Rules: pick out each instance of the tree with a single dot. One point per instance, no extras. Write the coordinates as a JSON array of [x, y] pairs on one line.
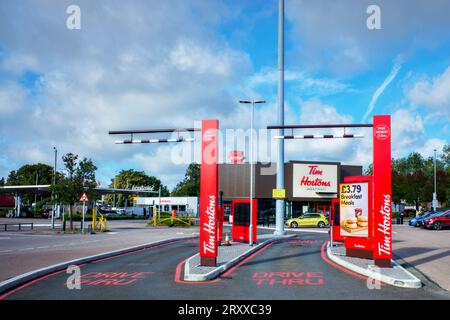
[[445, 156], [26, 175], [80, 178], [127, 179], [190, 186]]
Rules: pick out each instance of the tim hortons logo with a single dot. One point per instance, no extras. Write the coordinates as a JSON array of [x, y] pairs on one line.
[[209, 227], [314, 171], [382, 132], [384, 247], [317, 182]]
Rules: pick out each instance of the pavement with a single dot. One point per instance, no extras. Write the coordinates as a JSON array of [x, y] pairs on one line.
[[426, 250], [292, 269], [25, 251], [396, 275], [227, 257]]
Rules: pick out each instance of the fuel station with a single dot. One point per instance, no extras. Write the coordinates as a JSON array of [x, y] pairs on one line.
[[362, 220]]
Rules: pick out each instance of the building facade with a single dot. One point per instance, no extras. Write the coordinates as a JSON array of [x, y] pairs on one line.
[[183, 205], [310, 186]]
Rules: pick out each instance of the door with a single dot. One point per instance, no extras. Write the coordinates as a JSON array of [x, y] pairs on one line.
[[240, 210], [446, 219]]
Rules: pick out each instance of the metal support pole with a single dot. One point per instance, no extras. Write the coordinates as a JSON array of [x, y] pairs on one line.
[[82, 222], [435, 189], [53, 194], [159, 209], [280, 206], [251, 174]]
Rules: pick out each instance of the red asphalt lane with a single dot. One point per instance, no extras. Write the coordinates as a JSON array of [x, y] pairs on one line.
[[27, 284], [178, 270]]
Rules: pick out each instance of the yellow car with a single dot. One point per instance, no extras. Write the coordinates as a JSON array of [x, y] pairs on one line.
[[308, 220]]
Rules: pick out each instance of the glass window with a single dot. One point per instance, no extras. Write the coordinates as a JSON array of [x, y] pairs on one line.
[[241, 214]]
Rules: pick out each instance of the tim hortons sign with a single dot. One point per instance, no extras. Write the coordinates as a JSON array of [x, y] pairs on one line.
[[382, 190], [314, 180], [209, 193]]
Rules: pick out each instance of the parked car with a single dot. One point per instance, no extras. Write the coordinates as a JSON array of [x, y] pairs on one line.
[[308, 220], [438, 220], [417, 222]]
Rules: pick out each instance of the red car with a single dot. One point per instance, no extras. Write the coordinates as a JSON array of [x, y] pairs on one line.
[[438, 221]]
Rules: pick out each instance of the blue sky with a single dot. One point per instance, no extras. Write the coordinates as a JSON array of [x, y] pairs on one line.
[[144, 64]]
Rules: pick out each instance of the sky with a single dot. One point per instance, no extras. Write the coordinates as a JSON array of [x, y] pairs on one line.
[[142, 64]]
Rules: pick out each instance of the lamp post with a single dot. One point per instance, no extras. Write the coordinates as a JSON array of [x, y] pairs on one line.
[[54, 183], [280, 203], [435, 190], [252, 102]]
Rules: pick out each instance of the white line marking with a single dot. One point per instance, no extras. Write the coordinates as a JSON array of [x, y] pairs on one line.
[[297, 230]]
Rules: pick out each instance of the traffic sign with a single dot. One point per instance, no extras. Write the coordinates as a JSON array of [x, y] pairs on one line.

·····

Rewrite all the rows above with "single dot" changed to "single point" and every other word left as it stands. Omit the pictures from your version.

Task solution:
Rules: pick out each instance of the tree with a single point. One point per instance, no extras. Write the coordinates as a JSON array of [x, y] pairs on one line.
[[445, 156], [26, 175], [80, 178], [127, 179], [190, 186]]
Rules: pick out each instance of the tim hortons logo with a single point. One point per instance, no extras. Write the coordinates as a JSON array of [x, y] pairs on one line.
[[209, 227], [314, 171], [382, 132], [384, 247], [317, 182]]
Rules: pick out each instance of the pavement with a single point. One point per instance, no extras. Write the coordinates as a JSON array of [x, y] pairs on one line.
[[426, 250], [292, 269], [25, 251], [396, 275], [227, 257]]
Rules: pick out each instance of the fuel station with a single point. One point per instance, no extras. Write the coordinates as a JSON array of [x, y] pairs on one line.
[[362, 220]]
Rules: pick out each instance of the building facade with a single point. One point per instance, no extras. Write the coordinates as a JSON array of [x, y] pairs on one line.
[[183, 205], [310, 186]]
Rules: pick out each instance of the door with a single point. One point per instance, no extras. Write the coordinates as a JSON array of [x, y] pairs on one line.
[[240, 210], [446, 219]]
Rules: pick out each instance of the metal support pole with a single point. One point per instance, no extras. Write the coordinates as a JSON array of [x, y] pairs on one line.
[[82, 222], [435, 189], [53, 194], [159, 209], [280, 206], [251, 174]]
Rules: pick out each instance of the red asphalt lane with a single point. One point per instance, no extras. Write the coordinates as a JSON array of [x, y] pairs on one line.
[[27, 284], [178, 270]]
Rules: pick out each instance of the yellow car with a single point. One point per instance, no extras. Write the coordinates as a JSON array of [x, y] pairs on one line.
[[308, 220]]
Rules: pick out each instance of the glass window with a single point. One point per instance, no extras. Write the coordinates as a JSON array of [x, y] pairs on one line.
[[241, 214]]
Rules: pick out each instance of the tim hortons sign with a single point. One point per instance, no extras. Write the coordinates as a JSON array of [x, y] pairs on one line.
[[382, 190], [314, 180], [209, 193]]
Rules: pick out each instance of the parked car with a single point. One point per instance, no extras. Write the coordinates as a JSON array of [x, y] pairs on one line.
[[308, 220], [438, 220], [417, 222]]
Rules: pick out each instance of the red car with a single point. One point per instance, no extras. Write the coordinates as a JSON array of [x, y] pairs on one line.
[[438, 221]]
Rules: pick out each instance of the blue sky with a single point. One point per instance, no extras. Write the coordinates as a JSON array of [x, y] pairs on one line.
[[144, 64]]
Rules: pick out each instance of the sky with a single point. One point per instance, no extras. Write the coordinates as a JSON array of [x, y] pairs on one line.
[[142, 64]]
Rules: pick out each instance of the lamp post with a single point. One point per instance, no extras. Write the coordinates as a JSON array of [x, y] pairs on one line.
[[54, 183], [280, 203], [435, 190], [252, 102]]
Rules: pick out each instance of the white line marking with a single point. One point per instance, no extras. Write the coordinates as a JSON array of [x, y] pairs on one line.
[[297, 230]]
Rules: pick out each instance of the traffic sign with a single point. One point per instance, no extras. Write the coordinates as a JSON array of [x, y] pairs on one line.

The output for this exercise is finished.